TEXT SEGMENT:

[START]

Stupidity in numbers
Individuals may be idealistic, smart and articulate – until they join a group.
The late grandmaster Isaac Asimov bequeathed two great legacies to the world of science fiction: His three laws of robotics, and his fictional take on the science of “psychohistory”.
In the mundane world, psychohistory is the study of historical events using psychological motivation as its lens. In Asimov’s version, it is a predictive science that uses a combination of psychology and sociology, with a mathematical underpinning using the laws of statistics.
In simpler terms, Asimov posited that you could predict what was going to happen to a society using mathematical formulae. In his Foundation series, the psychohistory pioneer Hari Seldon, with his calculations and foresight, guided the fate and future of an entire galactic civilisation through a few millennia using this tool.
Asimov used gas and the kinetic theory of physics as an analogy – it’s extremely difficult to predict the movement, actions and reactions of a single molecule of gas, yet we can analyse the entirety with a high degree of accuracy.
Sociology, psychohistory – all sciences devoted to studying groups – are all predicated on the belief that while individuals are impossible to pin down, they’re very shallow and easily manipulated when you put enough of them together.
That single devotee of any religion may strive to be forgiving, caring and compassionate. A group of them, however, sees nothing wrong in killing non-believers despite their religion’s teachings to the contrary. Adherents of the faith may be tolerant and accepting; institutions are rarely so. Devotees can find strength in themselves and in their divinity; organisations are usually scared and insecure.
Individual Thais are among the gentlest, warmest, and most gracious people you could ever meet; groups of them were throwing petrol bombs at each other in the capital of Bangkok earlier this week.
While some may truly understand the issues involved – their right to their own government, among others – the rest are just being manoeuvred by media-savvy politicians who know which buttons to push.

[END]

EXERCISE INSTRUCTIONS:
- A) According to the essay on group behavior, who is the psychohistory pioneer in Asimov's Foundation series?
- B) Carry the essay on group behavior forward from its final sentence, matching its tone and argument.

DATA LINES:

[START]

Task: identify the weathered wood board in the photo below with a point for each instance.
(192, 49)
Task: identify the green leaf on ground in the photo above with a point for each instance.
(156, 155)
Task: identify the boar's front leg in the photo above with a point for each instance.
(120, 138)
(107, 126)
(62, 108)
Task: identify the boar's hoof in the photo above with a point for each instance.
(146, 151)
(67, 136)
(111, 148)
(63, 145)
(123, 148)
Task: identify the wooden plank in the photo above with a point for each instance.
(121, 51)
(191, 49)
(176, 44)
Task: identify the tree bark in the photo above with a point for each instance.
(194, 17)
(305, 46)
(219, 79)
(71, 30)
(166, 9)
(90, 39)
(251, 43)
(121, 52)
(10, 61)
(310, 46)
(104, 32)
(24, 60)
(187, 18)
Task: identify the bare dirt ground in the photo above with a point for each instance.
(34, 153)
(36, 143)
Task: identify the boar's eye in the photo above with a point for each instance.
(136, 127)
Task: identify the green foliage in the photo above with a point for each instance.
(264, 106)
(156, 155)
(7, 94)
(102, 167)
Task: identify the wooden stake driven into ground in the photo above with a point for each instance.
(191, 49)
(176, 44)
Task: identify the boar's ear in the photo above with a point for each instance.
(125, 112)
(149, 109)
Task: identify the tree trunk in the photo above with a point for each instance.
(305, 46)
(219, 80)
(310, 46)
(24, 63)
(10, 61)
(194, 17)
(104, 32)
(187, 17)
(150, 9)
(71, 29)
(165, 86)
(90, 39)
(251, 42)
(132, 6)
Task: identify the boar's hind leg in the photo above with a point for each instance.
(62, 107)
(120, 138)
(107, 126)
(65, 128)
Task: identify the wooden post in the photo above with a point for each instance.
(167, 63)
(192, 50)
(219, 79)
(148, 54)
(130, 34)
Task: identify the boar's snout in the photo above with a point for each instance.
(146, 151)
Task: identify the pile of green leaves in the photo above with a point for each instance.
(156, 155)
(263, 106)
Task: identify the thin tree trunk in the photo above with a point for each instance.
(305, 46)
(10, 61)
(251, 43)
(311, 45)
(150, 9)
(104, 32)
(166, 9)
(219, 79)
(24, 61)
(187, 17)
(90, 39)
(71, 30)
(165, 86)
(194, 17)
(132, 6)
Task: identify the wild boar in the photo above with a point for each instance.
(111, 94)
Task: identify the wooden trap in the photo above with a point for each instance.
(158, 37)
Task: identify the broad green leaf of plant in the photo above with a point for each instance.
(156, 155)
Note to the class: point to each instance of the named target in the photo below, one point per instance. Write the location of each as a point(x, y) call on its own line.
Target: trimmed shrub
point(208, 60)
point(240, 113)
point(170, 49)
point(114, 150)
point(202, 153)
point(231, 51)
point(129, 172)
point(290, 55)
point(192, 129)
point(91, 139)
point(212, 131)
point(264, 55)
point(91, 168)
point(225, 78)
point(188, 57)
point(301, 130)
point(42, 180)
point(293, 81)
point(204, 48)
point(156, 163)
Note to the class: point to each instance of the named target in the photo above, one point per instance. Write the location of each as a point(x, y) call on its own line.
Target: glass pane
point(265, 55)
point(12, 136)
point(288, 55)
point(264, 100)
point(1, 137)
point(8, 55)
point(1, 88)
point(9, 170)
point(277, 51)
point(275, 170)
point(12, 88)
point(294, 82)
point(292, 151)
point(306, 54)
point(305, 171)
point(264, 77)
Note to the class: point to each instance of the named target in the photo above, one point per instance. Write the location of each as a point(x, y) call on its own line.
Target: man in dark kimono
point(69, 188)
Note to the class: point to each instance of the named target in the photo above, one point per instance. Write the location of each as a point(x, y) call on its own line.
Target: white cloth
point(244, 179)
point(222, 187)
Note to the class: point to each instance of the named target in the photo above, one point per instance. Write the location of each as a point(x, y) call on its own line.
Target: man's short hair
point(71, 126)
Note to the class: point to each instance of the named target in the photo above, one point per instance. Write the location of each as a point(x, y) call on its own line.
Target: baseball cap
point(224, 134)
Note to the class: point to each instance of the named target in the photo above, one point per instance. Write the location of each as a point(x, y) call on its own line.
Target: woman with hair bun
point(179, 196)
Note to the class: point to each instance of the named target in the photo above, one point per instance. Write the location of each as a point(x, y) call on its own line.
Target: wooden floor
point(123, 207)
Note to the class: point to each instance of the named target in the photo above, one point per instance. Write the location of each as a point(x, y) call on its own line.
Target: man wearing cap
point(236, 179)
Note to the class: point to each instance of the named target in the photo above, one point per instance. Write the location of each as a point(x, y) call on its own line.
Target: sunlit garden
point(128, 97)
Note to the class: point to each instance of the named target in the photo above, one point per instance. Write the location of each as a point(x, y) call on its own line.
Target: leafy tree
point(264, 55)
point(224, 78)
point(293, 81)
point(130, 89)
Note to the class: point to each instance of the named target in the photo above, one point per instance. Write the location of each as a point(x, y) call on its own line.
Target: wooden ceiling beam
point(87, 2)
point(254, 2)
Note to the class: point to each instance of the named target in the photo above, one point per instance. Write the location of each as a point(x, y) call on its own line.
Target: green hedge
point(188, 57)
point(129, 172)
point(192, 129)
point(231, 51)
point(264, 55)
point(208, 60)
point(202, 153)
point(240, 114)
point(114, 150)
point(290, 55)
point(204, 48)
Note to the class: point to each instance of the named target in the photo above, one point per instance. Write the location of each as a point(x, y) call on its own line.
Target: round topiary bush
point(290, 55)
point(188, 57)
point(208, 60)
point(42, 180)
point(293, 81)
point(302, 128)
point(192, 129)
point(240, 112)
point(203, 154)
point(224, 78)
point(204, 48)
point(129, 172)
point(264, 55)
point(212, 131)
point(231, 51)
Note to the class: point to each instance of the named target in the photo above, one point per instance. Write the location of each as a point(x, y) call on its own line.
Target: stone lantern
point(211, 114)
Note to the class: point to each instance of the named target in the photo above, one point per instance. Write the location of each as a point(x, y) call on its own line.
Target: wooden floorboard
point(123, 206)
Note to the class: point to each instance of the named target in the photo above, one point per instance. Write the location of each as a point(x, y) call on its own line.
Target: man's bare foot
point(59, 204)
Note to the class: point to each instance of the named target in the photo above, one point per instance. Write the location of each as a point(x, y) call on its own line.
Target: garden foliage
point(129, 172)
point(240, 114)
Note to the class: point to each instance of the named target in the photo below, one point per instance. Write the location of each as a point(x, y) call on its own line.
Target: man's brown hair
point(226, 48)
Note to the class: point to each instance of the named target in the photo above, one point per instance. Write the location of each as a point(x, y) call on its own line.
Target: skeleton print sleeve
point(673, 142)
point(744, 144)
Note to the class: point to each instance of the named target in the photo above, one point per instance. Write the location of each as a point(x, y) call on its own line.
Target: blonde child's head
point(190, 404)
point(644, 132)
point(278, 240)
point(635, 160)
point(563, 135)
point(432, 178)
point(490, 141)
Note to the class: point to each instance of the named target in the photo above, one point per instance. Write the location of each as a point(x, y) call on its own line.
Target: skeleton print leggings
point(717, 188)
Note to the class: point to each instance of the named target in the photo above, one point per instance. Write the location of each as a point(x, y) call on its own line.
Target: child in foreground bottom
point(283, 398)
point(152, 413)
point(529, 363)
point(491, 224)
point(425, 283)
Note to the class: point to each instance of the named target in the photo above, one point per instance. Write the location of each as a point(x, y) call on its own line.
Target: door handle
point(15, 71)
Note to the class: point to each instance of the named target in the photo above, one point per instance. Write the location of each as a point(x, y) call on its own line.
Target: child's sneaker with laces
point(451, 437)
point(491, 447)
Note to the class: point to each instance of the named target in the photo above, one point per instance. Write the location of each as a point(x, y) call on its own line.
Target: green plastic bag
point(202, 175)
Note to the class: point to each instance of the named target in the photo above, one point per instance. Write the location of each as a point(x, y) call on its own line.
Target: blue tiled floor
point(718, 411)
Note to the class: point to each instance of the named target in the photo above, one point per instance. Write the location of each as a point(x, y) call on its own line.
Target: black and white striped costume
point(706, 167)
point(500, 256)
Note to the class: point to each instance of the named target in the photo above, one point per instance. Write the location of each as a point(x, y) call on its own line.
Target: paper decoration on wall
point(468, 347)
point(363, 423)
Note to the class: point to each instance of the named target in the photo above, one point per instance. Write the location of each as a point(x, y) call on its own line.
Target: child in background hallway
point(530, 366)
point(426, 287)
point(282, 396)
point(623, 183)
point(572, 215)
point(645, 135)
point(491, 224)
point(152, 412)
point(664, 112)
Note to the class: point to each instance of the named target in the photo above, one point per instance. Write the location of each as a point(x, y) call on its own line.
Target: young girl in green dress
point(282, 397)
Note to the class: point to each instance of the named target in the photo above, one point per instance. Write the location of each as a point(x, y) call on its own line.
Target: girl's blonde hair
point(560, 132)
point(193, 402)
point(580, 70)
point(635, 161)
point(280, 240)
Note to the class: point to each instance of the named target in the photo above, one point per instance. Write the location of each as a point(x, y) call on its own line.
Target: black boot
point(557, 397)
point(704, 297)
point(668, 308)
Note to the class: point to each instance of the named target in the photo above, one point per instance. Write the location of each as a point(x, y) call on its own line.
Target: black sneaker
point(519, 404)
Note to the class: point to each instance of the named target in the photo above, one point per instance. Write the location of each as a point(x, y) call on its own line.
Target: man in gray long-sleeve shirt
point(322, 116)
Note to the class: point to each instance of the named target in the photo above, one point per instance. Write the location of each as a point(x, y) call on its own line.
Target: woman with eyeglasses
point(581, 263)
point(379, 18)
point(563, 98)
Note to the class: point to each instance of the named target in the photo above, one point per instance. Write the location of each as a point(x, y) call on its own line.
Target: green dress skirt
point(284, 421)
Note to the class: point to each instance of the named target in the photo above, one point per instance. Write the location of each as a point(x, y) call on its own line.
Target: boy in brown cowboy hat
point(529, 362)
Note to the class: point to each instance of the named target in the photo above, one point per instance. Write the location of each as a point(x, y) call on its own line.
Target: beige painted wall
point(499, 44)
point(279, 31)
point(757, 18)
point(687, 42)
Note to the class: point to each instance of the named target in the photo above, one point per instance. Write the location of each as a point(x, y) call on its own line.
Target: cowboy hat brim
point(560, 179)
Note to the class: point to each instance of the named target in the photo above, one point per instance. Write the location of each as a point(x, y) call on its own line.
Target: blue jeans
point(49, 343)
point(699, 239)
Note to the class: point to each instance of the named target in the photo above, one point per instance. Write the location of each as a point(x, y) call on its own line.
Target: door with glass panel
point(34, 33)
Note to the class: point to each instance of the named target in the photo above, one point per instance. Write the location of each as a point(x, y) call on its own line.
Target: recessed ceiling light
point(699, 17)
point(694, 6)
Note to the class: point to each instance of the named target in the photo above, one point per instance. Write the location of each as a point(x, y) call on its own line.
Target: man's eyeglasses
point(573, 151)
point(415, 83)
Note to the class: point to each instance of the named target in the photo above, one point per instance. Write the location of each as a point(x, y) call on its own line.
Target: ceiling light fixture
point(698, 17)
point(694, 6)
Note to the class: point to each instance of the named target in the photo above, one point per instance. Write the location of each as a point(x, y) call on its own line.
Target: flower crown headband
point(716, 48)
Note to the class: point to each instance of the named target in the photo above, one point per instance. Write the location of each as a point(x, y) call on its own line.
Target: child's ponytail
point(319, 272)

[END]

ANSWERS PER TASK:
- A) Hari Seldon.

- B)
Most individual Americans I’ve met have high ethical standards, yet as a society they re-elected a president whose administration saw nothing wrong in invading another land under false pretences, or torturing civilian suspects by just labelling them enemy combatants, or trampling upon civic liberties – in fact, in destroying just about everything the United States stands for.
I have no doubt that many who took part in the illegal assembly organised by the outlawed Hindu Rights Action Force in November of 2007 were genuinely concerned about the marginalisation of an entire cross-section of Malaysian society, and how their plight has been neglected for so many decades.
Yet, going by many photographs on the Internet, some held placards of Mahatma Gandhi in one hand while pelting coppers with stones with the other.
Again, individuals may have been cognisant of the Mahatma’s non-violent non-cooperation model of civil disobedience in India’s struggle for independence, but too many in that group just saw an icon that could be manipulated for emotive oomph.
What an injustice to a great leader. Sure, we can’t expect everyone to have read the dozens of biographies on the Mahatma, but perhaps a required screening of Richard Attenborough’s 1982 multiple award-winning Gandhi may have been in order. Who could not be moved by the scene of the salt march, when demonstrators lined up to be savagely beaten by British troops, all without lifting a single finger in retaliation?
In the movie, the American journalist Walker (Martin Sheen) calls in his story over the telephone, his voice taut and broken with emotion: “They walked, with heads up, without music, or cheering, or any hope of escape from injury or death.
“It went on and on and on. Women carried the wounded bodies from the ditch until they dropped from exhaustion. But still it went on.
“Whatever moral ascendance the West held was lost today. India is free ... for she has taken all that steel and cruelty can give, and she has neither cringed nor retreated.”
Then we come to our local politicians (you knew we would come to this sooner or later, didn’t you?). How many times have we seen a young, charismatic and idealistic young person full of promise join a political party and suddenly become – there’s no other word for it – stupid?
Sure, I know all about playing to the gallery and toeing the party line. I accept none of it as an excuse.
Man is a social animal, true. We need our families, clans, tribes, communities, societies, condominium management committees, and autonomous collectives (despite the violence inherent in the system, as those chaps in Monty Python would tell you).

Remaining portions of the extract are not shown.